● **Provided data**
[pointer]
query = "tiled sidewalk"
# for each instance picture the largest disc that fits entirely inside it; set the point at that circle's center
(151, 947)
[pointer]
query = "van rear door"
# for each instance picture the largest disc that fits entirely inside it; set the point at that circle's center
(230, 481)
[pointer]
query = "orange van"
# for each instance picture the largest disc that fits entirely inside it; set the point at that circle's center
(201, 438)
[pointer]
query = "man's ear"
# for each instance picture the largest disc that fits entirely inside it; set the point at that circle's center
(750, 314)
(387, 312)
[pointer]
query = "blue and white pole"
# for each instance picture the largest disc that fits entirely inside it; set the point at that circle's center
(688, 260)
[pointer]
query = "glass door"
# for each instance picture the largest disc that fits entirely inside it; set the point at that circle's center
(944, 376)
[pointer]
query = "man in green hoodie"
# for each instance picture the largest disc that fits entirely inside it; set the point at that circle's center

● **What you will do**
Show each line from the rows above that contains the word "query", copying every such line in full.

● **The output**
query = "tiled sidewalk"
query = "van rear door"
query = "orange van"
query = "man's ear"
query = "blue and white pole"
query = "glass door"
query = "man in green hoodie"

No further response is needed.